WHAT YOU SHOULD DO -
Collect every line in the entries below that contains the word "Give". Copy each such line in full.

RECORD EXCERPTS -
......

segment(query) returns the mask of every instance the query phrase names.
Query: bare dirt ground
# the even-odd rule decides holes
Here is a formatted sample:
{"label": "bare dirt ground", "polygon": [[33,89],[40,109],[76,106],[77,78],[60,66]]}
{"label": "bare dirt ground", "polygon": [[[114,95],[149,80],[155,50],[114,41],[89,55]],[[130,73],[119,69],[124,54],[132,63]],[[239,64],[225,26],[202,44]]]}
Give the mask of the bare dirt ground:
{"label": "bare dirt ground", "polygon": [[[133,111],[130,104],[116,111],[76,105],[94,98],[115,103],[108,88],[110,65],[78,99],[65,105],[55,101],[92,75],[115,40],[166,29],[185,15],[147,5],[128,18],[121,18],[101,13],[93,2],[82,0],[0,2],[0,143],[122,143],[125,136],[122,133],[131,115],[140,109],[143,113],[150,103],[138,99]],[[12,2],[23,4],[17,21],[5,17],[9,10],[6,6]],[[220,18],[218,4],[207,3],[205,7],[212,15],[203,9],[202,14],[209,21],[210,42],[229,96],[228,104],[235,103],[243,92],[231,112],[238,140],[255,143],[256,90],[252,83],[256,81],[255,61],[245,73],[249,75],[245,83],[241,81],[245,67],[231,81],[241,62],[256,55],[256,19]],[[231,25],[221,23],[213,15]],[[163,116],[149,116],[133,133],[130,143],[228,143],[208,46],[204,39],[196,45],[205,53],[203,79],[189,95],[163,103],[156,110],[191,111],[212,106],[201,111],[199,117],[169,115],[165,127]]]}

......

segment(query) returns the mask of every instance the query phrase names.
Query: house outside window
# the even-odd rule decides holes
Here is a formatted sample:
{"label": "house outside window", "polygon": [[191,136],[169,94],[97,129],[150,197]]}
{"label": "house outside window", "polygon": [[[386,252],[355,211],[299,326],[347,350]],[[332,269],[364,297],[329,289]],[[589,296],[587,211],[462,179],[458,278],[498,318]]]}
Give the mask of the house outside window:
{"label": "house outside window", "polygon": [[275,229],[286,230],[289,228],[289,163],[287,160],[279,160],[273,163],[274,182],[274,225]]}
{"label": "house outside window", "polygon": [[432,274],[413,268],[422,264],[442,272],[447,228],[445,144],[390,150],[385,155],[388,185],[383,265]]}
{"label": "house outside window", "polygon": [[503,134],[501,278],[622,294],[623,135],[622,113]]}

......

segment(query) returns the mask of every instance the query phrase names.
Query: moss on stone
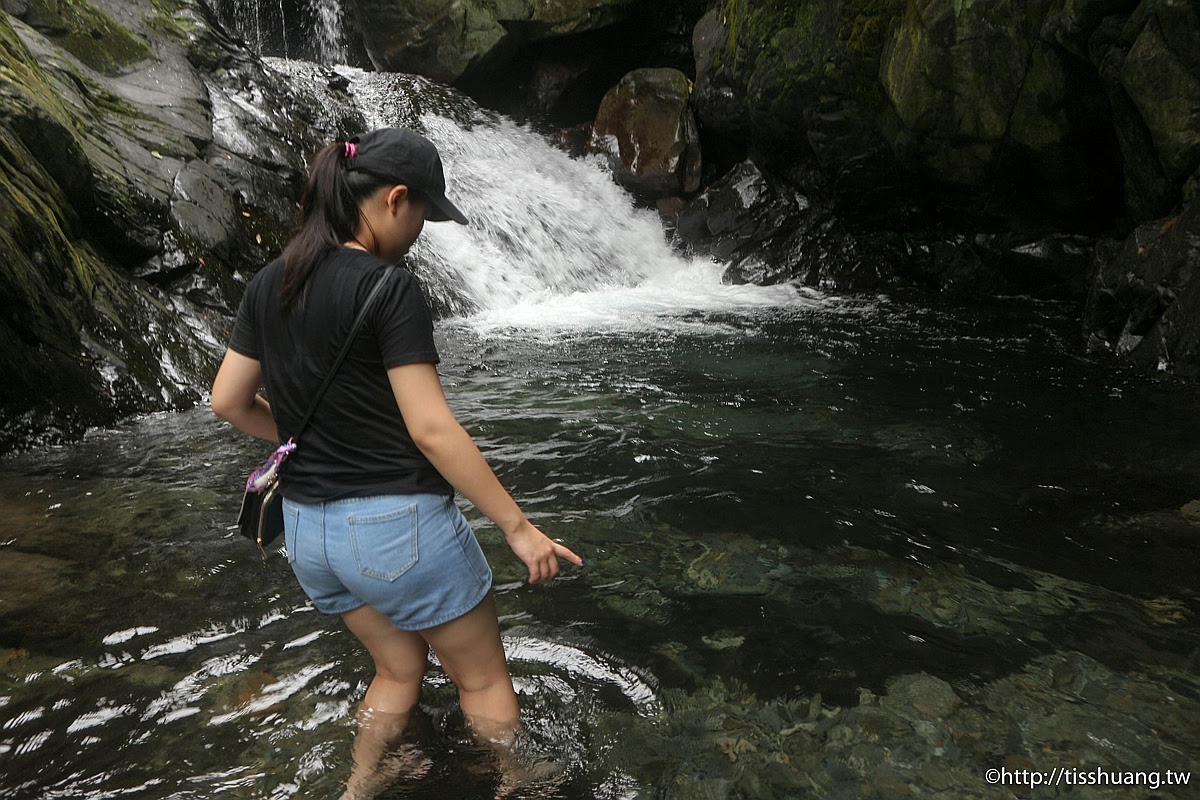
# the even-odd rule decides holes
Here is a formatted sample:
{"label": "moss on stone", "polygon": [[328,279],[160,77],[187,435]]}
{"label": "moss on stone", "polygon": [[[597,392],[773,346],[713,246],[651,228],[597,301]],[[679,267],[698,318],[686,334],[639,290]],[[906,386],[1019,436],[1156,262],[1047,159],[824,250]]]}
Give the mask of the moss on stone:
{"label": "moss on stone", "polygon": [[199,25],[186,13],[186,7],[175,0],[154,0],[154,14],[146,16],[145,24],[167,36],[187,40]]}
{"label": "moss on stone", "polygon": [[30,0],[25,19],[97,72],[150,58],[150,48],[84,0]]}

......

EXERCISE RESULT -
Give the mask of the bare dirt ground:
Give the mask of the house outside window:
Give the mask of the moss on stone:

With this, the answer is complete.